Output only the lines of the entries that follow, starting at the one with "x=314, y=100" and running down to the one with "Target: horse fetlock", both included and unchanged.

• **SOURCE DATA**:
----------------

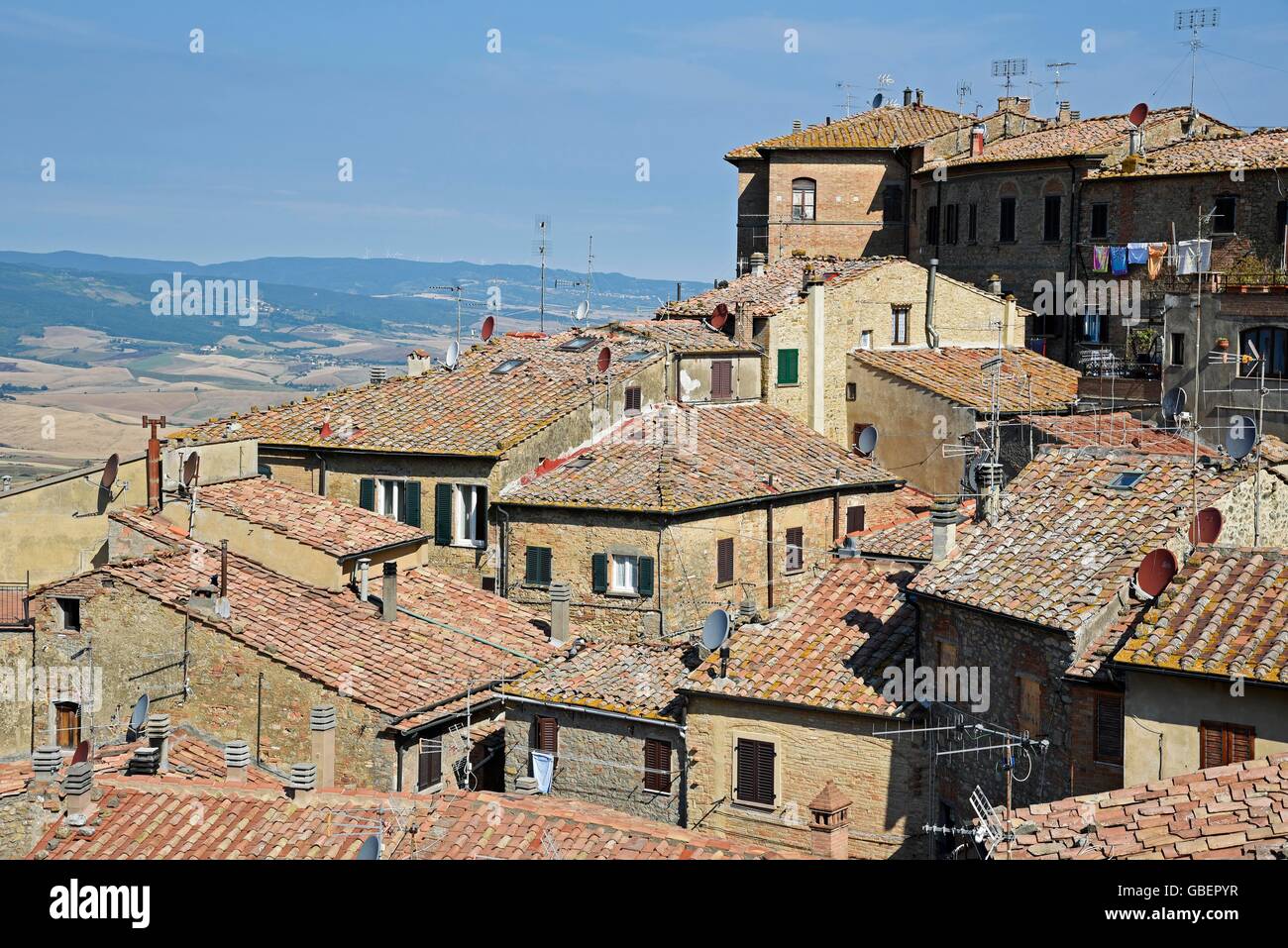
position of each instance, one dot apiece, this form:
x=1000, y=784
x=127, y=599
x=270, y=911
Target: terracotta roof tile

----------------

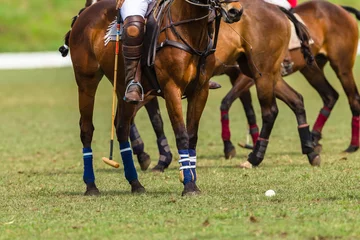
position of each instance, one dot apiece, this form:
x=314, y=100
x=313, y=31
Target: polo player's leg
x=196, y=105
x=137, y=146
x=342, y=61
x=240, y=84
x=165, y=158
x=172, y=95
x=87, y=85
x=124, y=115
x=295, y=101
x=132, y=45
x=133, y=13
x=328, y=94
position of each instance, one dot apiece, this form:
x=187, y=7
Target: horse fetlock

----------------

• **EXERCISE SOLUTION**:
x=314, y=100
x=313, y=31
Target: polo player's leg
x=196, y=105
x=137, y=146
x=342, y=61
x=240, y=84
x=165, y=158
x=172, y=95
x=87, y=85
x=124, y=115
x=295, y=101
x=132, y=45
x=133, y=13
x=328, y=94
position of each instance, one dot apiece, this form:
x=187, y=7
Target: horse fetlock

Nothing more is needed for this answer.